*TEXT*.
☆ ☆ ☆

# New TiVo Mini setup



## Tipperton (May 23, 2017)

Hi!

I am a blind TiVo user and I just picked up a TiVo Mini, not the Vox or Lux versions, and I have some questions.

1. Apparently this version of the Mini doesn't have built in WiFi and so requires a physical ethernet connection. Would the USB WiFi adapter work? I am not going to even attempt to run ethernet cable from my network in my home office and living room to my bedroom.

2. Since I am blind, I don't need to hook up a TV to the Mini, but do need to hook up a speaker of some kind. Preferably one that the TiVo Mini's remote can control. I would rather not have to get another sound bar like the Bose Solo 5 I have in the living room, the bedroom doesn't need anything so fancy.

Thanks!


----------



## brobin (Feb 14, 2014)

I don't know if the TiVo WiFi adapter will work with the Mini you have but there are three other options. If you have coax in the bedroom that goes back to a point common to the coax from the TiVo, you can use MoCa which is built into the Mini and newer models of the TiVo itself. Another option (probably the easiest and cheapest) is to use a device like a TP-Link AC750 WiFi Extender (RE220) or similar Wireless Access Point. That plugs into an outlet like a wall wart and has an Ethernet port that uses your WiFi to your router. A third option if the WiFi in your bedroom isn't great, is to use a TP-Link AV600 Powerline Ethernet Adapter(TL-PA4010 KIT) or similar. That uses your electrical wiring to send Ethernet from your router anyplace in your home. It uses two wall wart like devices, one plugged into your router and the other in your bedroom. I use the TP-Link devices as examples but there are many other brands as well.

As for the speakers, I'll defer to someone with more experience.


----------



## Tipperton (May 23, 2017)

Wow! I hadn't thought that there'd be ethernet extenders that use existing wiring for AC. That sounds like the way to go for me. Thank you!

I ordered a set of A/V cables for the Mini so I can hook up an analog speaker. For now I'll use a small 7" screen I bought for those times when a screen is needed. It supports HDMI and has built-in audio, it's not the best solution but it is a start.

This screen is sold as a add on screen for those people installing a rear seat entertainment system in their car or are installing a backup camera. It works great as a small, temporary use, inexpensive (only $45) monitor.


----------



## krkaufman (Nov 25, 2003)

Tipperton said:


> I hadn't thought that there'd be ethernet extenders that use existing wiring for AC.


MoCA (coax) would be better if you have the coax outlets available.


----------



## Tipperton (May 23, 2017)

Unfortunately, the only coax outlets in my entire apartment are in the living room which is on the opposite end of the apartment from the bed room. So I don't want to have to try to get coax into the bed room.


----------



## krkaufman (Nov 25, 2003)

Tipperton said:


> Unfortunately, the only coax outlets in my entire apartment are in the living room which is on the opposite end of the apartment from the bed room. So I don't want to have to try to get coax into the bed room.


No, certainly, thus the caveat...


krkaufman said:


> ... if you have the coax outlets available.


----------



## Tipperton (May 23, 2017)

I also have this question: Is it necessary to share a tuner on the DVR if I am not interested in viewing live TV in the bed room with the Mini?

☆ ☆ ☆

*RAW DATA*.
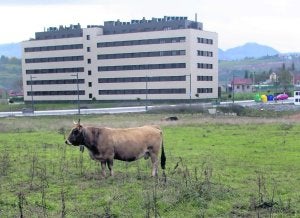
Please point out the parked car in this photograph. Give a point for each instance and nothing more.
(281, 97)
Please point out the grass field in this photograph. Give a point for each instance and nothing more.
(216, 167)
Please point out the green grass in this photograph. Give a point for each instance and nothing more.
(216, 167)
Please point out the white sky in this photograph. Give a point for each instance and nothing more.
(275, 23)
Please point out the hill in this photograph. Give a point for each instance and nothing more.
(10, 73)
(249, 50)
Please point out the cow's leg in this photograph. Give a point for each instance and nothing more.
(154, 161)
(110, 164)
(103, 165)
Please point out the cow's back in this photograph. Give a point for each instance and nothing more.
(132, 143)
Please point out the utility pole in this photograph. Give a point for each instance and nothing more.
(233, 87)
(146, 103)
(78, 101)
(31, 91)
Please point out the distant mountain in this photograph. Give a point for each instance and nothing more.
(11, 50)
(250, 50)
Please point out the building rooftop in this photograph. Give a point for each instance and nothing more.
(119, 27)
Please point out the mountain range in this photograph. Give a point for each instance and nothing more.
(250, 50)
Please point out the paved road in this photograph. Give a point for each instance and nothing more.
(112, 110)
(75, 111)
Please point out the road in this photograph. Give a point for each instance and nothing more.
(114, 110)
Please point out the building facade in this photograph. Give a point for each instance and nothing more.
(161, 58)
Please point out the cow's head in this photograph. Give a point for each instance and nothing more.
(76, 136)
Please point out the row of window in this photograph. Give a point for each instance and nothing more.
(205, 53)
(54, 59)
(119, 92)
(142, 91)
(48, 93)
(204, 66)
(204, 78)
(142, 67)
(205, 41)
(55, 70)
(55, 82)
(142, 54)
(204, 90)
(141, 42)
(142, 79)
(54, 48)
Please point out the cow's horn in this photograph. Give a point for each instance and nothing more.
(77, 123)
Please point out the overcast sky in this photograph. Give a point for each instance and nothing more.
(269, 22)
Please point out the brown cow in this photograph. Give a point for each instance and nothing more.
(129, 144)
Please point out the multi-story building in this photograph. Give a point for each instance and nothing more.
(161, 58)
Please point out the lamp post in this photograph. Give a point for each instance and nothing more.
(233, 87)
(78, 101)
(190, 93)
(31, 91)
(146, 103)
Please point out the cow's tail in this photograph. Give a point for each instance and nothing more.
(163, 156)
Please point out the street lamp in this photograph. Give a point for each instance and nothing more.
(146, 103)
(78, 101)
(32, 103)
(190, 75)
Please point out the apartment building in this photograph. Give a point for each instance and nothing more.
(159, 59)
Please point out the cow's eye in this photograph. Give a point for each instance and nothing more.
(76, 131)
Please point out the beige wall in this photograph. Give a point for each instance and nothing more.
(191, 59)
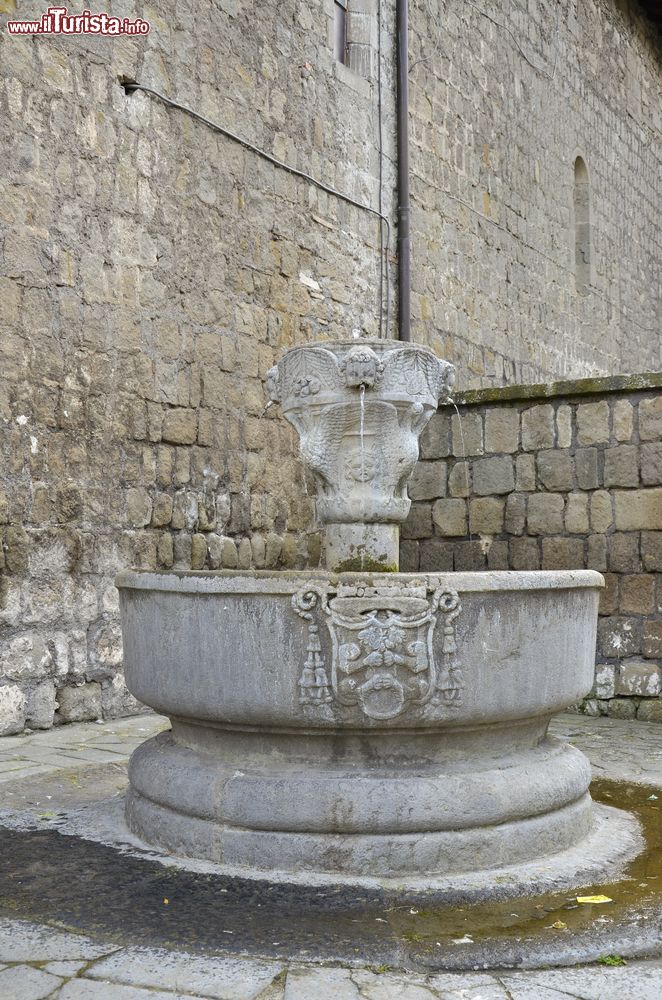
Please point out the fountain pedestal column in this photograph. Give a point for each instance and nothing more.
(359, 410)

☆ ☆ ☆

*EXERCISES TO COMPLETE*.
• A. According to the TiVo Mini thread, how much did the small 7" screen cost?
• B. Quote the TiVo Mini thread from "I ordered a" up to and including "is a start.", word for word.

*ANSWERS TO THE EXERCISE*.
• A. It cost only $45.

• B.
I ordered a set of A/V cables for the Mini so I can hook up an analog speaker. For now I'll use a small 7" screen I bought for those times when a screen is needed. It supports HDMI and has built-in audio, it's not the best solution but it is a start.